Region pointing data
_ _ _ _ _ _ _

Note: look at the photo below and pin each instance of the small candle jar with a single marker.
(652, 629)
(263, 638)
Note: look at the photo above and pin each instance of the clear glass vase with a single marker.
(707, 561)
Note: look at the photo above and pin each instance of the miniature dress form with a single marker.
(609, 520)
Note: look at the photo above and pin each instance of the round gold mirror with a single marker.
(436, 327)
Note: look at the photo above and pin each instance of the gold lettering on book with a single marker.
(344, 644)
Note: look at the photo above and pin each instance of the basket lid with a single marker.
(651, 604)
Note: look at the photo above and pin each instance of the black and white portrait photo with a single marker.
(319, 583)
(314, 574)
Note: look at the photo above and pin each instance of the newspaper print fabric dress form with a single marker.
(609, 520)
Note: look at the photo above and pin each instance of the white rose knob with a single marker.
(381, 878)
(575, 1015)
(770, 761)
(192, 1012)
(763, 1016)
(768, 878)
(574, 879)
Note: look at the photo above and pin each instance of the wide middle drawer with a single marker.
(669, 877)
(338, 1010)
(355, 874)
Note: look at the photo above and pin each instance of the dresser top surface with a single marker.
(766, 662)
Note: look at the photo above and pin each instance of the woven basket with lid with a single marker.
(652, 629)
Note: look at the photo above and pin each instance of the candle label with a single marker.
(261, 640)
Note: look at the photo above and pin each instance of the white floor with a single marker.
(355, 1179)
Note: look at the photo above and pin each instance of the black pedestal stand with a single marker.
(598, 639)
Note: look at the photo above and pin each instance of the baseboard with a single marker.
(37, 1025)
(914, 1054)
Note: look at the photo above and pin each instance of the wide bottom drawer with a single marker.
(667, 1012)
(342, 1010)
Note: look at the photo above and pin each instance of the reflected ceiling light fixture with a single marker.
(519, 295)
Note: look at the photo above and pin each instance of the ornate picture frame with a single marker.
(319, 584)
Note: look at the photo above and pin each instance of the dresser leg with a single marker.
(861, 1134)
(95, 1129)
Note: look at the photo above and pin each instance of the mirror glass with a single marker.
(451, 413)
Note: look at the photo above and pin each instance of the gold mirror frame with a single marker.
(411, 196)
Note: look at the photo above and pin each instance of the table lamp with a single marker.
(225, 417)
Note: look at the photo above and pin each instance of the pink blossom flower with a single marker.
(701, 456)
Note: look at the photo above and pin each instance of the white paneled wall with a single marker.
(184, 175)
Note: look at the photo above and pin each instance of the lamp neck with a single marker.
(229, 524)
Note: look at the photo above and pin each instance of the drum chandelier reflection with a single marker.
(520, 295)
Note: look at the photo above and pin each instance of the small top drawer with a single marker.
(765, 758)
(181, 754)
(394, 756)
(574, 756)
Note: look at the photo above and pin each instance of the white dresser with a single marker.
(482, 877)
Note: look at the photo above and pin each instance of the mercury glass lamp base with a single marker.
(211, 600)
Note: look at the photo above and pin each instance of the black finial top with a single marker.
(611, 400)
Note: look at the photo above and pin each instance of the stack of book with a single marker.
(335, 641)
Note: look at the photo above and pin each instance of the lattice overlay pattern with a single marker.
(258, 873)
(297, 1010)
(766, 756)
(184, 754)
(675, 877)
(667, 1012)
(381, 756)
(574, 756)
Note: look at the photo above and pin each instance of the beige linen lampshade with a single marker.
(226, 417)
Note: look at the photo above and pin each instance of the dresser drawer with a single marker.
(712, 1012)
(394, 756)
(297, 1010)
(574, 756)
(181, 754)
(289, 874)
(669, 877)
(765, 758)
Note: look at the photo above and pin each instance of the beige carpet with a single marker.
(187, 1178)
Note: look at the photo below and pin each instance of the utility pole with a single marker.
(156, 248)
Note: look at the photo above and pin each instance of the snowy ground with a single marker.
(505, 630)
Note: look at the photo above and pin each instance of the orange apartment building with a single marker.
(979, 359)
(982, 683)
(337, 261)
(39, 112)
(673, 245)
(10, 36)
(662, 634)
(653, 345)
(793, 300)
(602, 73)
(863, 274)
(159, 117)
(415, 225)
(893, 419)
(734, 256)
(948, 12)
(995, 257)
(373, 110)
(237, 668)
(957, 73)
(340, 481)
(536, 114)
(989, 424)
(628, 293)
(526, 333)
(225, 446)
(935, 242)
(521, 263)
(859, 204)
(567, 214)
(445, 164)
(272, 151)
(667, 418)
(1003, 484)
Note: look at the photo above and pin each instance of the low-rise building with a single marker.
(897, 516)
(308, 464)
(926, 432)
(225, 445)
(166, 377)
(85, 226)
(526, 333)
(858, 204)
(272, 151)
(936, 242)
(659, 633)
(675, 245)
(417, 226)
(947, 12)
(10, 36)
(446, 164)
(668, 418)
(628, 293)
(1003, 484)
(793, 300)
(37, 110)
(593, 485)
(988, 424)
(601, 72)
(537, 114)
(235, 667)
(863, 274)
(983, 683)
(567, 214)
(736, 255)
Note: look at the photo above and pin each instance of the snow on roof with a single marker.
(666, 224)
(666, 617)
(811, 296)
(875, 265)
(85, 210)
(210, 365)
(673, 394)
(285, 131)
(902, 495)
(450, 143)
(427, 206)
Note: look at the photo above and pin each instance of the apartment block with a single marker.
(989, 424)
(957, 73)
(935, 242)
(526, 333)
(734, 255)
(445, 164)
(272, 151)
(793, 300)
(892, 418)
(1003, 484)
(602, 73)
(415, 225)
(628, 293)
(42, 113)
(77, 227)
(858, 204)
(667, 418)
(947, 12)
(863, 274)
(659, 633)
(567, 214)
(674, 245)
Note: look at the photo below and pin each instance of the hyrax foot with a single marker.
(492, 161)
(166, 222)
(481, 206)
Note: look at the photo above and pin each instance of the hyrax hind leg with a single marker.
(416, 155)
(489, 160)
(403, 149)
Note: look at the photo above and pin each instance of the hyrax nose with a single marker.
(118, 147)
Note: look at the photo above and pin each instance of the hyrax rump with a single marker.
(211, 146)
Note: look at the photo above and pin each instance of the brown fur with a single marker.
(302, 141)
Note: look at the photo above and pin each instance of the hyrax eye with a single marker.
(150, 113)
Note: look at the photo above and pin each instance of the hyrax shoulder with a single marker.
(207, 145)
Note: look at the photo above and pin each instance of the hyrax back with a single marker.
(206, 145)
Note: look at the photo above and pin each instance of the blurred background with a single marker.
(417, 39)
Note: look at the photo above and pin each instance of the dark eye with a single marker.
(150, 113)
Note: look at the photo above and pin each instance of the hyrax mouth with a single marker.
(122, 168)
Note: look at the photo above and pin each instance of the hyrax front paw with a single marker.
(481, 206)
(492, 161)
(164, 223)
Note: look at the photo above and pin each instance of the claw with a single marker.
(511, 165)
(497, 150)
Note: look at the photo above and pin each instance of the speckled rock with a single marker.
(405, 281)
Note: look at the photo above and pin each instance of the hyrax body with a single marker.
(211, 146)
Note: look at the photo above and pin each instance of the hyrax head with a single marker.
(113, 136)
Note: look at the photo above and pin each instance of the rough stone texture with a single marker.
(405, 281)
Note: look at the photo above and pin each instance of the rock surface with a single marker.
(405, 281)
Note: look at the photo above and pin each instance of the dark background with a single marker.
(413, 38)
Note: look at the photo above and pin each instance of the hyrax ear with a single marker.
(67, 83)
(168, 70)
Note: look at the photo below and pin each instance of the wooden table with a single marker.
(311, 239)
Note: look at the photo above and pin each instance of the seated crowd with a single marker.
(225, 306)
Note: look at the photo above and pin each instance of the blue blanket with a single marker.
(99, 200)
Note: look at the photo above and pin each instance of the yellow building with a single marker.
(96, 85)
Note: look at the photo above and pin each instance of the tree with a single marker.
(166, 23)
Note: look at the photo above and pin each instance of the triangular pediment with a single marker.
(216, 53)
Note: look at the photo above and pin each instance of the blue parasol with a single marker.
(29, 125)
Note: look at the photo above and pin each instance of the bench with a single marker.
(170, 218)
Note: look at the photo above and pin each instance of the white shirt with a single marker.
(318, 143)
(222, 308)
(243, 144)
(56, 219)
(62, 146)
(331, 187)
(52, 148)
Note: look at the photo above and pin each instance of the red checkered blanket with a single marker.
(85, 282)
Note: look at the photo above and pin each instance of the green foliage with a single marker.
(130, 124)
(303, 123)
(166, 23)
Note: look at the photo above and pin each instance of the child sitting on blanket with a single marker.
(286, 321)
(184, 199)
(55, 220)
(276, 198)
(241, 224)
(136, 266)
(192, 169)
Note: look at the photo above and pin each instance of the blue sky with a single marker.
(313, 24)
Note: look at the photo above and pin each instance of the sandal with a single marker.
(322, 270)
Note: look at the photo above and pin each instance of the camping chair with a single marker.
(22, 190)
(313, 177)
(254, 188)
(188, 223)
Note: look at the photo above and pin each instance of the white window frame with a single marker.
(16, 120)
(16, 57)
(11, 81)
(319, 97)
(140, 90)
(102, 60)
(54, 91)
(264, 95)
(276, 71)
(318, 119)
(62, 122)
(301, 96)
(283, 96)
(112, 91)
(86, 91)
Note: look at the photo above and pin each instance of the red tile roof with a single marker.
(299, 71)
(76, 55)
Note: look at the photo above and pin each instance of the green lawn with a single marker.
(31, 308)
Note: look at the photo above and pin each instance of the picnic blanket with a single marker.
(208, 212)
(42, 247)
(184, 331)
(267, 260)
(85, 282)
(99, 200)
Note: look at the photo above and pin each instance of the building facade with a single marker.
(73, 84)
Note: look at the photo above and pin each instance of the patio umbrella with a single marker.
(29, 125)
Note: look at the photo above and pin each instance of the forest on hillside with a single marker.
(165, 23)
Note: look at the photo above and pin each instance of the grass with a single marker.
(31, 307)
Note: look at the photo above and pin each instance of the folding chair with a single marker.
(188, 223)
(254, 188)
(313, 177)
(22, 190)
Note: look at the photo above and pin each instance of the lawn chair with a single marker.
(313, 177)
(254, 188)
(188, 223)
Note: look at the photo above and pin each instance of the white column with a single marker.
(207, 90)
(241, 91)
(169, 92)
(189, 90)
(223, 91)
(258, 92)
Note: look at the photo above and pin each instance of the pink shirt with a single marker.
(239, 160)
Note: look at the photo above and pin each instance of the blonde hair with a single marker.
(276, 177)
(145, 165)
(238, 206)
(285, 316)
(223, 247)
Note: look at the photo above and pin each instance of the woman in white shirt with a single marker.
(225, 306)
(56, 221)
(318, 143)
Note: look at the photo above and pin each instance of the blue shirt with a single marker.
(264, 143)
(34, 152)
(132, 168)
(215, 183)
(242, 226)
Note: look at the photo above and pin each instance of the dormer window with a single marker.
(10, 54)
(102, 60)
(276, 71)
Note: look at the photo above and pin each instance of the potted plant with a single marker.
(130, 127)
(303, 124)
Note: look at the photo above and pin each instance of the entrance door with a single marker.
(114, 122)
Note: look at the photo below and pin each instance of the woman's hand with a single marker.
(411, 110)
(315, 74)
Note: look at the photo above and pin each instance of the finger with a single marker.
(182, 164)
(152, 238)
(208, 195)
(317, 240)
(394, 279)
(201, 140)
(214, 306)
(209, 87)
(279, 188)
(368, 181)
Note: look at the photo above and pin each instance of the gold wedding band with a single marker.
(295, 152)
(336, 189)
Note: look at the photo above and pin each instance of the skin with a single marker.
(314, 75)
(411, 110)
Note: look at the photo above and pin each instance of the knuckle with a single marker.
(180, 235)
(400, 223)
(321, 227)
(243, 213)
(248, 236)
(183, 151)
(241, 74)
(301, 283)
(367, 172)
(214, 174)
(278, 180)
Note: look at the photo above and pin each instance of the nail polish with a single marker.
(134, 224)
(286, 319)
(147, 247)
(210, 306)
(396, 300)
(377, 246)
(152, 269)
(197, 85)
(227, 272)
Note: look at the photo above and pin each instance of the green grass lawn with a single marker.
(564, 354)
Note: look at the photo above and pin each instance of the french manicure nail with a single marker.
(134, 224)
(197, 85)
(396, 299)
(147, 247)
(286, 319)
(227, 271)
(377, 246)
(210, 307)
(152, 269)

_ _ _ _ _ _ _

Return only those lines that run from the one containing "polish with a single marker." through the end of the entries, keeping each exactly as written.

Note: look at the photo above and pin each instance of the nail polish with a single marker.
(134, 224)
(286, 319)
(147, 247)
(210, 306)
(396, 300)
(377, 246)
(152, 269)
(197, 85)
(227, 272)
Note: look at the photo above and pin each instance of the green grass lawn with a single marker.
(564, 354)
Note: look at the photo above and pin each instance of the french manicure nail with a single marker.
(134, 224)
(197, 85)
(396, 299)
(147, 247)
(286, 319)
(227, 271)
(377, 246)
(210, 307)
(152, 269)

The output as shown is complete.